* [EXCERPT PROVIDED]:
________________
Wednesday, February 8, 2012

Random bits of Dutch news

Winter seems to bring out the strange stories:

“Crop circles” have appeared in the snow on ponds outside Arnhem’s WaterMuseum.  This caught my eye because I used to live a few blocks from the park – the meteorologist can’t explain it; the locals swear that they have nothing to do with it.  (The Gelderlander)

It’s actually a big open space outside the city ring road near the train station, no unusual wind patterns that might create a  microburst that cleared the surface or trees to shield the way the sun strikes the surface.  and beneath, well, it’s ice: there’s nothing to melt the snow.  I’m out of theories.

sneeuwcirkels 1 rondevanarnhem 1

80% of Netherlanders would vote Democratic if given a choice for president.  (The Volkskrant)
________________
* [SUPPLIED MATERIAL]:
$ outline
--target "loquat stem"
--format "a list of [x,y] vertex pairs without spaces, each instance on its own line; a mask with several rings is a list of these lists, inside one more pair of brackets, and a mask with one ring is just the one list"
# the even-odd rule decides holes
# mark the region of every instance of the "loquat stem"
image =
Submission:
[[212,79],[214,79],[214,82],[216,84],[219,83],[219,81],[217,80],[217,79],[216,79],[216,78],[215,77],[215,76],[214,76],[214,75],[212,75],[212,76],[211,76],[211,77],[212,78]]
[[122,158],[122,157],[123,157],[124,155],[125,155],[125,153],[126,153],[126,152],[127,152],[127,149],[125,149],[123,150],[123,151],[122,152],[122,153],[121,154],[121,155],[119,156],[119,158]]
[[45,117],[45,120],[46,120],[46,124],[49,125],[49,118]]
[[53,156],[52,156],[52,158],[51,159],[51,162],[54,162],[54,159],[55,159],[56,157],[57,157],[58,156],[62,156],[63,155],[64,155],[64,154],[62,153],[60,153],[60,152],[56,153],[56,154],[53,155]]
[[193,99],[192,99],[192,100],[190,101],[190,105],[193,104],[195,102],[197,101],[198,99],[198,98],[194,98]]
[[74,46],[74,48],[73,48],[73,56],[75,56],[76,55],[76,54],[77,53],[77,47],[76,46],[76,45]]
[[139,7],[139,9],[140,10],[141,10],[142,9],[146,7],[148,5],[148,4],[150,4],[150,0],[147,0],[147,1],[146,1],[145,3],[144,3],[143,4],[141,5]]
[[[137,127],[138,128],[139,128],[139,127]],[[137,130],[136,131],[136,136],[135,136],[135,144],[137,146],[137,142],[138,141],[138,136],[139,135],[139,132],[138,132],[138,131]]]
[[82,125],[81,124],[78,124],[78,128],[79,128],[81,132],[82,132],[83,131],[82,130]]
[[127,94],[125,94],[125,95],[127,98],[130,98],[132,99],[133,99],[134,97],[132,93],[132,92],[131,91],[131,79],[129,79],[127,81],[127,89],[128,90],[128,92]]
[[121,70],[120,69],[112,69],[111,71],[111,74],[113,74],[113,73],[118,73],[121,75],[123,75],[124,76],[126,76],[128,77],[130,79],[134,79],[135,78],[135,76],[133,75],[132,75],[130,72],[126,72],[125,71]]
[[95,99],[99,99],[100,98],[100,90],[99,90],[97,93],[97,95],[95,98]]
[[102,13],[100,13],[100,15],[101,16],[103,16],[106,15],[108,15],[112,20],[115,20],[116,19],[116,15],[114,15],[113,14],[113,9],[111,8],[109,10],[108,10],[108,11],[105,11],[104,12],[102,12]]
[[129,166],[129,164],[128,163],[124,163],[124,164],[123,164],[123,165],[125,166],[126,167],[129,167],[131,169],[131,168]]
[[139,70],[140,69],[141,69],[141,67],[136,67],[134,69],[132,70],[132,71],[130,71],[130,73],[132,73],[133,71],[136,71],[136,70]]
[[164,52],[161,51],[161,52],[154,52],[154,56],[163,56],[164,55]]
________________
* [WRITTEN TASKS]:
- A) Duplicate the entries from their first line through the line containing "# the even-odd rule decides holes", including both ends.
- B) Pick up the blog post of Dutch news items after its last sentence and continue it.
The entries are unrelated to the blog post on Dutch news.

* [THE RESPONSES]:
- A)
$ outline
--target "loquat stem"
--format "a list of [x,y] vertex pairs without spaces, each instance on its own line; a mask with several rings is a list of these lists, inside one more pair of brackets, and a mask with one ring is just the one list"
# the even-odd rule decides holes

- B)
I’ve been thinking about this one for a couple of weeks.  It’s not surprising given the generally liberal politics of the Dutch, and I’m sure the Republicans baffle everyone in Europe.  Still, with the rising concerns about immigration policy, the European monetary crisis, and disenchantment with Pres. Obama, I would have expected this number to soften.

It’s interesting that the religious division between Republican and Democrat is most notable to a Dutch writer – all American politicians are quick to declare themselves Christians and to label the Bible among their favorite books, so it doesn’t distinguish politicians for us.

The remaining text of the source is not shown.